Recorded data
•••

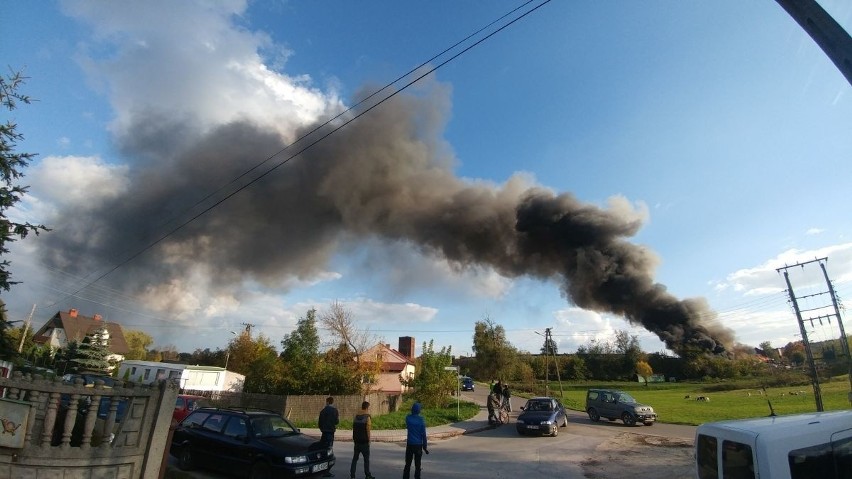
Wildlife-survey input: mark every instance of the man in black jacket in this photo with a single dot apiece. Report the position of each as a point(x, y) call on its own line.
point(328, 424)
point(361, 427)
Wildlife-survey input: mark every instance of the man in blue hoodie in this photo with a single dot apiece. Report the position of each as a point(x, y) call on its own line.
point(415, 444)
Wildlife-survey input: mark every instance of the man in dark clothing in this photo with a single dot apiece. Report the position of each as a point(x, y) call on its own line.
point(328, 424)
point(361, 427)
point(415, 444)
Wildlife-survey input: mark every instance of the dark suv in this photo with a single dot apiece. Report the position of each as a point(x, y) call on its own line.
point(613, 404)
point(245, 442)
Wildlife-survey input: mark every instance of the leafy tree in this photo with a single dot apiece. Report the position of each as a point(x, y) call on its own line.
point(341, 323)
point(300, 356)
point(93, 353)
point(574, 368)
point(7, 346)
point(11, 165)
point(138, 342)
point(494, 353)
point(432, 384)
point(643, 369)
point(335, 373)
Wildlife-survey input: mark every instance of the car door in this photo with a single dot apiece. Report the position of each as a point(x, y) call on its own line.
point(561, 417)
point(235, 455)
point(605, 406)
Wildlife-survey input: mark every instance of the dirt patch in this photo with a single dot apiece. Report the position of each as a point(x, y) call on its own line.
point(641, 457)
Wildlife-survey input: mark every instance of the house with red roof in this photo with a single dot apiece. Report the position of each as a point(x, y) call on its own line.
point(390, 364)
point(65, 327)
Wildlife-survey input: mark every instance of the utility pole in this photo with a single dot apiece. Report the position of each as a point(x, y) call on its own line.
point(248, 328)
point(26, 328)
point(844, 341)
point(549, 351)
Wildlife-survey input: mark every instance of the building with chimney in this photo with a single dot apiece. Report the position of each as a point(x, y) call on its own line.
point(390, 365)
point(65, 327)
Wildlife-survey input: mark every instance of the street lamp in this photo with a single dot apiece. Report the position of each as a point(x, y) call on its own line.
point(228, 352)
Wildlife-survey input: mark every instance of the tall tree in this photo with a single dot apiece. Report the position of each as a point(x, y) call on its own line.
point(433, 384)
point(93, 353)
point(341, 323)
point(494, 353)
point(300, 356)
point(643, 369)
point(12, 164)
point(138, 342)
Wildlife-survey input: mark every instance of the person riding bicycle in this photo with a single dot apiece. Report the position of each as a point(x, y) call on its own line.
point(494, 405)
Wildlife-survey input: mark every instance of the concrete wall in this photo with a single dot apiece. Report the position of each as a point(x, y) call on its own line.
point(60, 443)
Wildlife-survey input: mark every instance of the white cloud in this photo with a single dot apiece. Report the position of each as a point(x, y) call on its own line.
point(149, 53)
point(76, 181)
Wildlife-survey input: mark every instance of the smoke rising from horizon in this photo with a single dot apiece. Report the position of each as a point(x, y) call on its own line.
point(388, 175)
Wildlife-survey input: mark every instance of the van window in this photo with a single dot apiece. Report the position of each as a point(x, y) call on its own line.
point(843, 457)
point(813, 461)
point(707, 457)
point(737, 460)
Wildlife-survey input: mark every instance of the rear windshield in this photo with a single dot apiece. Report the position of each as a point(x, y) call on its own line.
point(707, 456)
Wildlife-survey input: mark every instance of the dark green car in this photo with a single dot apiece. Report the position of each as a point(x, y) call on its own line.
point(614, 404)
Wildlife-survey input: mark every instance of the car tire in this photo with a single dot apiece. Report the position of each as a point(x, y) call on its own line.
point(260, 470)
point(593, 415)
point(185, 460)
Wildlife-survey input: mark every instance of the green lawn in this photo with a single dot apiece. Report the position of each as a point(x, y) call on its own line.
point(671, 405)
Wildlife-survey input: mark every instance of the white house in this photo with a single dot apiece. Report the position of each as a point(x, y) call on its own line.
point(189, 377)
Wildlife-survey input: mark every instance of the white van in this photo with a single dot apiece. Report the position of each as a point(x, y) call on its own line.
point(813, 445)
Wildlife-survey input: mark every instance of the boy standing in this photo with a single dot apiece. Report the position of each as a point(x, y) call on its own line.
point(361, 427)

•••

- [Your instructions]: A faithful, word-for-word version of the records above is needed, with no images in it.

- [Solved problem]:
Wildlife-survey input: mark every instance of the man in black jacket in this photo with a single dot apiece. Report the position of each as a point(x, y) call on its own line.
point(328, 424)
point(361, 427)
Wildlife-survey input: mark every instance of the man in blue hoodie in this photo with a single dot apiece. Report the position of each as a point(x, y) call on its own line.
point(415, 444)
Wildlife-survey input: mark every instance of the man in dark clothing in this photo with a single dot apiece. Report the position of each as a point(x, y) call on its own line.
point(328, 424)
point(361, 427)
point(415, 444)
Wildlife-survey input: mark every instance of the dark suv in this photo with a single dot apiece. Report the position of each as a point(x, y) call on its own line.
point(613, 404)
point(245, 442)
Wildlife-survey input: mark every instance of the leafy tree in this photo with a single dot apiece. Report the position of each as a point(x, y) call on its own line.
point(341, 323)
point(300, 356)
point(93, 353)
point(574, 368)
point(7, 346)
point(11, 165)
point(138, 342)
point(494, 353)
point(432, 384)
point(643, 369)
point(335, 373)
Wildlife-survey input: mark every instance of the car door in this photo with a single dot apiece. Report the position of each as a point(x, y) call on its own line.
point(561, 417)
point(235, 455)
point(605, 406)
Wildlife-survey input: mark every instance of the dirt patch in this photo with a single dot apiece. Report the position of each as a point(x, y) call on its own line.
point(641, 457)
Wildlife-survey input: mark every instance of the house with red roof in this photo with a single dot apiece. Report the position of each as a point(x, y) call on its own line.
point(390, 364)
point(65, 327)
Wildlife-survey input: mark every instance of the utility pole in this photo with a single dot apiece. Report the position of each as a point(x, y) call on its own line.
point(248, 328)
point(26, 328)
point(844, 341)
point(549, 351)
Wildlife-survey input: mark every instance of the building with chimney in this photo with a single dot apiece. Report the position of each as a point(x, y) call on its own line.
point(390, 365)
point(65, 327)
Wildlife-survey input: mark every instance of the street lamp in this photo with a single dot apiece. Report the position of each as a point(x, y) call on its own line.
point(228, 352)
Wildlife-survey input: mark every instance of the tall tree in this photo with a single dot apiece. Report the position of each as a point(x, y) call on its own line.
point(433, 384)
point(93, 353)
point(341, 323)
point(494, 353)
point(300, 356)
point(643, 369)
point(12, 164)
point(138, 342)
Wildlife-survey input: mark every instance of the person riding bicycle in this photo with a single dot apiece. Report the position of each as a point(x, y) call on its own line.
point(494, 405)
Wildlife-survey input: mark every instance of the concrete wall in this photo with a single dot apiece. Report the position of each as a point(x, y) call on its own line.
point(60, 443)
Wildlife-survey input: mark every instance of the white cloud in this photo with a single dot apiece. Report the position of each as a point(x, y) call on its own line.
point(149, 53)
point(76, 181)
Wildlife-survey input: mark every instance of the smoke rising from horizon in this photo with a single dot apiece. Report the position of each as a point(x, y) call on its own line.
point(388, 175)
Wildlife-survey input: mark every instance of the van window in this photo with a single dot apiece. Report the position of each as a point(x, y) call on its own line.
point(843, 457)
point(813, 461)
point(707, 457)
point(737, 460)
Wildlife-survey input: mark every instance of the rear windshield in this photo with a single dot apiece. Report the position of each as a point(x, y) call on its own line.
point(707, 456)
Wildlife-survey input: mark every instance of the dark green car in this photo with a single dot apiece. Report the position of each as a point(x, y) call on its own line.
point(614, 404)
Wildlife-survey input: mark every instance of the car tire in this photo with a single dot apiece. Report the position of each as a point(x, y) call on its own line.
point(260, 470)
point(593, 415)
point(185, 460)
Wildlife-survey input: mark every instance of the green lawn in this photo with a single dot apiece. Report the position of each as a point(x, y) call on its own line.
point(671, 405)
Wildlife-survey input: mark every instance of the white house in this photo with a single dot apiece. Report the position of each as a point(x, y) call on its own line.
point(189, 377)
Wildlife-survey input: mark every instance of the white van in this photo with a single dot apiece. Report the position of each as a point(x, y) call on its own line.
point(813, 445)
Wildlife-survey input: mark every instance of the boy standing in this photo with a single dot apiece. Report the position of each as a point(x, y) call on its own line.
point(361, 427)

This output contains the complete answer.